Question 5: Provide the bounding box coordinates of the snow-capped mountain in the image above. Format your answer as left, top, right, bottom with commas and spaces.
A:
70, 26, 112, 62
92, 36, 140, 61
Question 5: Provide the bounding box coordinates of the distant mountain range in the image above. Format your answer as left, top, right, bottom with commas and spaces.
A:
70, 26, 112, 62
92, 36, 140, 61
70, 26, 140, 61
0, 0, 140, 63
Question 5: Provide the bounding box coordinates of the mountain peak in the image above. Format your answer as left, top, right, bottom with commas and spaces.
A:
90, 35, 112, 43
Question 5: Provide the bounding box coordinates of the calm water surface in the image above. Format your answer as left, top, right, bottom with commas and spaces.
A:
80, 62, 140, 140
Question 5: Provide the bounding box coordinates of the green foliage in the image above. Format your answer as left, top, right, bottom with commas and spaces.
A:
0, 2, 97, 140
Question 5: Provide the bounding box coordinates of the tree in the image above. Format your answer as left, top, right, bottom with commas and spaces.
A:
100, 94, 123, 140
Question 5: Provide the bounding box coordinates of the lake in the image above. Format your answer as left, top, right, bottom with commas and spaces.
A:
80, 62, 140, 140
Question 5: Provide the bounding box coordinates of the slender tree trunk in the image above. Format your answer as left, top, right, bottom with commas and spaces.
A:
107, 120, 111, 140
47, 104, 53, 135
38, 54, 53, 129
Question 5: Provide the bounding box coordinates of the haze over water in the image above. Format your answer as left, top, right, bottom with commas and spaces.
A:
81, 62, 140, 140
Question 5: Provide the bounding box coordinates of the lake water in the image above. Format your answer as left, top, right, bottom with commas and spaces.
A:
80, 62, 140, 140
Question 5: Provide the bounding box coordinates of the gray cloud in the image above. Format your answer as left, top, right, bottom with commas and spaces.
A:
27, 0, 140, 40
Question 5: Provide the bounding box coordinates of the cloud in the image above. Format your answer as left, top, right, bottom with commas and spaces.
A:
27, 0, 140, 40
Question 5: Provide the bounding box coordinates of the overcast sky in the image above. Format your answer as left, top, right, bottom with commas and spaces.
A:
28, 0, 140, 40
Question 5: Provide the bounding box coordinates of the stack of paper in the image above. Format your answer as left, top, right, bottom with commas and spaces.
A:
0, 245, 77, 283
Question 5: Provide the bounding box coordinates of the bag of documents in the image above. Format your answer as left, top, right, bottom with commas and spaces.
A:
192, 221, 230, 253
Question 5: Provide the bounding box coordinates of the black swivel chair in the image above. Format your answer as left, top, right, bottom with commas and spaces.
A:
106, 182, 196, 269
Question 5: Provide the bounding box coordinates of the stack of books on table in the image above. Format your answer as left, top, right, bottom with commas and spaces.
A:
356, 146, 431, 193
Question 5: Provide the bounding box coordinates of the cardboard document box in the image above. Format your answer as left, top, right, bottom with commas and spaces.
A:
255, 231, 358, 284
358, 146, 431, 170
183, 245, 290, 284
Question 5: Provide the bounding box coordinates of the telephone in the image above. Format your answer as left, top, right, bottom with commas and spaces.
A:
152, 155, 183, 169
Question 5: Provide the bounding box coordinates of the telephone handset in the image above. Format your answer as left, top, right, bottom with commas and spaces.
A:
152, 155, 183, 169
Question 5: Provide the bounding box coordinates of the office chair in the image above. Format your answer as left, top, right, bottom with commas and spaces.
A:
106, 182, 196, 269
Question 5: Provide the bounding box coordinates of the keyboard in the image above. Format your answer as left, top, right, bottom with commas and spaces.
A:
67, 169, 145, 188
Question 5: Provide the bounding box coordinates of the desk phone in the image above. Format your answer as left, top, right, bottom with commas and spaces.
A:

* [Direction]:
Please copy every line of the data above that contains the word "tree", treating uppercase and lowercase letters as different.

* [Response to this task]:
Question 5: Provide the bounding box coordinates of the tree in the image above. Format your answer as left, top, right, bottom with commas and spaces.
Question 5: Provide the bounding box coordinates of the slender tree trunk in the image above. Format your answer as left, top, right, bottom with commas and spaces.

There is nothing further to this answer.